[EXERCISE DIRECTIONS]: Copy out every line again, requests included, starting with the line that contains "Expected: one point per instance of the railing" and going on through the end of the records. Shift each number in the answer coordinates up by 24, and leave the sample points in the requests unchanged.

[AVAILABLE DATA]:
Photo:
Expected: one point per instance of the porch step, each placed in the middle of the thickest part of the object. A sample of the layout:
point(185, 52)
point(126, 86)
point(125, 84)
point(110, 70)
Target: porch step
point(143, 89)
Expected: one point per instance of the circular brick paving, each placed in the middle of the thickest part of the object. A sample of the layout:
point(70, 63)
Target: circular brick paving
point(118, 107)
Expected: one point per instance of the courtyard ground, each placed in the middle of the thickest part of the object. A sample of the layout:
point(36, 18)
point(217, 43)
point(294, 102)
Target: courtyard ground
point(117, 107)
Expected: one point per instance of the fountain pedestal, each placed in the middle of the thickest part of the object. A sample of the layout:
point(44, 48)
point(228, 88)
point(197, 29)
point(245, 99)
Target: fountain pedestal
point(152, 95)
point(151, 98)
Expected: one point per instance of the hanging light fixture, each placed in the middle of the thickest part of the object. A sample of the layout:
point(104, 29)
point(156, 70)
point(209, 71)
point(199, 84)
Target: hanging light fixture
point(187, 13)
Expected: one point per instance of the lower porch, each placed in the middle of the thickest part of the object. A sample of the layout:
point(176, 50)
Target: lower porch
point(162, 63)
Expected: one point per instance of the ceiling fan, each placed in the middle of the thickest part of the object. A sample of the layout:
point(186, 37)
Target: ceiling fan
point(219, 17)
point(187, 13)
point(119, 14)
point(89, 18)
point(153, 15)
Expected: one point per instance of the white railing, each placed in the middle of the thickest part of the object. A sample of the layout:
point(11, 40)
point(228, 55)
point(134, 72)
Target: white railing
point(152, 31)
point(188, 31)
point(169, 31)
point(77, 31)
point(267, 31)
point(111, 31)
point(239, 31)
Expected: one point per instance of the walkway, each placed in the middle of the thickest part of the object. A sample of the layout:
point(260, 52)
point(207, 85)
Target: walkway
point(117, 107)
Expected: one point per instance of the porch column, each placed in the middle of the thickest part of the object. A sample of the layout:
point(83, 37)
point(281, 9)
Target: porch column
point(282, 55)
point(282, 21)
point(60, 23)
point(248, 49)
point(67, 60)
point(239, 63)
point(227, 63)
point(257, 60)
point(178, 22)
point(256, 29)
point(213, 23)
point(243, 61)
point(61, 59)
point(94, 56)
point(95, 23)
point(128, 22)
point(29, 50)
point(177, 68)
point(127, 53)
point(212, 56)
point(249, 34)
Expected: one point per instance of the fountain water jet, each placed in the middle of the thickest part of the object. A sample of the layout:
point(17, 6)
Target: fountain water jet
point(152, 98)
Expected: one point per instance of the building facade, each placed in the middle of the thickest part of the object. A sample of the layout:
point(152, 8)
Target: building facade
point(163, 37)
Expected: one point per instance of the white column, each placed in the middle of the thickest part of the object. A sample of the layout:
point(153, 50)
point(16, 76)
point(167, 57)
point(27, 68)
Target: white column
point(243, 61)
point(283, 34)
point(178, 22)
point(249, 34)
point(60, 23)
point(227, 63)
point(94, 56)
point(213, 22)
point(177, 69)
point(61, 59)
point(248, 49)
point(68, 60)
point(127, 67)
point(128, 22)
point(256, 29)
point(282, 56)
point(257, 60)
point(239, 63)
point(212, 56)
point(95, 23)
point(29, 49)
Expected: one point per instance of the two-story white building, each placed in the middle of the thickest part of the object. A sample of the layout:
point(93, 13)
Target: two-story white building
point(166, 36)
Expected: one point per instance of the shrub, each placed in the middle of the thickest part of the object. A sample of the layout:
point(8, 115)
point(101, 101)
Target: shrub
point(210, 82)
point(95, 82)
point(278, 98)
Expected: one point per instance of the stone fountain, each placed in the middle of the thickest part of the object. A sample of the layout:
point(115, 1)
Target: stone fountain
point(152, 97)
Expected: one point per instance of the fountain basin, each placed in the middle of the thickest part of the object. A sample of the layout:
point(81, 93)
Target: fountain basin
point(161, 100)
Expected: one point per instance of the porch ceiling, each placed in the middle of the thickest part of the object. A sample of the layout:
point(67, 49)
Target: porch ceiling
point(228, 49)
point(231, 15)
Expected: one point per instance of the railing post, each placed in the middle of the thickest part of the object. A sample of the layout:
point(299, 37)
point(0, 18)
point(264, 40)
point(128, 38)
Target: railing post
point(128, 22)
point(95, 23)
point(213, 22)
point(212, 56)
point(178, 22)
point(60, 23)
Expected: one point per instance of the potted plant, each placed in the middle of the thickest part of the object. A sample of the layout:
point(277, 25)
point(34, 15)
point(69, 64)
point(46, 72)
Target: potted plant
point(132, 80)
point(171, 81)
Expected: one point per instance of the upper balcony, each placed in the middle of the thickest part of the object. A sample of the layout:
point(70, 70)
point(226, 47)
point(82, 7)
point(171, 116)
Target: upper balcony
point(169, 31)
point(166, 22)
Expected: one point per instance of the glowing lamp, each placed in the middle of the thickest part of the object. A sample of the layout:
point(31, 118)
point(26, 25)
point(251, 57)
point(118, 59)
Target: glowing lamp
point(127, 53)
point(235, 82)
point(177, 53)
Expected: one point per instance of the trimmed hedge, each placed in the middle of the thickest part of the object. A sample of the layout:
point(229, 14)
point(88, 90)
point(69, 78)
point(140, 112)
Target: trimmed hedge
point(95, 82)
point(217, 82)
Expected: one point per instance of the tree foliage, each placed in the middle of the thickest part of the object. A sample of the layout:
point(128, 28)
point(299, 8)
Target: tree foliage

[RESULT]:
Expected: one point per instance of the railing post, each placed in the middle of the thickest part of the object. A sample of the layout:
point(299, 37)
point(0, 18)
point(264, 40)
point(128, 38)
Target: railing post
point(152, 46)
point(119, 47)
point(237, 46)
point(236, 80)
point(202, 46)
point(84, 47)
Expected: one point per instance of the potted plant, each placed in the middle of the thickest part of the object. A sample of the layout:
point(277, 25)
point(34, 15)
point(69, 64)
point(46, 72)
Target: potted plant
point(156, 104)
point(195, 105)
Expected: one point per instance of the upper balcony, each placed in the middle of the thickest part of the object. A sample of the layout:
point(70, 70)
point(226, 47)
point(82, 7)
point(171, 116)
Target: upper balcony
point(193, 55)
point(190, 46)
Expected: one point per instance of the glowing lamp, each placed in the middle of the thickest part of the object. A sample of the layout:
point(31, 118)
point(26, 25)
point(251, 57)
point(118, 59)
Target: glowing lamp
point(151, 77)
point(259, 106)
point(201, 77)
Expected: one point per instance of the trimmed hedge, each placed in the middle of the thickest part of the object. A sample of the layout:
point(229, 14)
point(88, 90)
point(69, 78)
point(140, 112)
Target: trimmed hedge
point(119, 106)
point(241, 106)
Expected: one point per instance of the tree foliage, each placed in the middle of the thickest part of the object. A sample of the layout:
point(128, 28)
point(299, 8)
Target: tree foliage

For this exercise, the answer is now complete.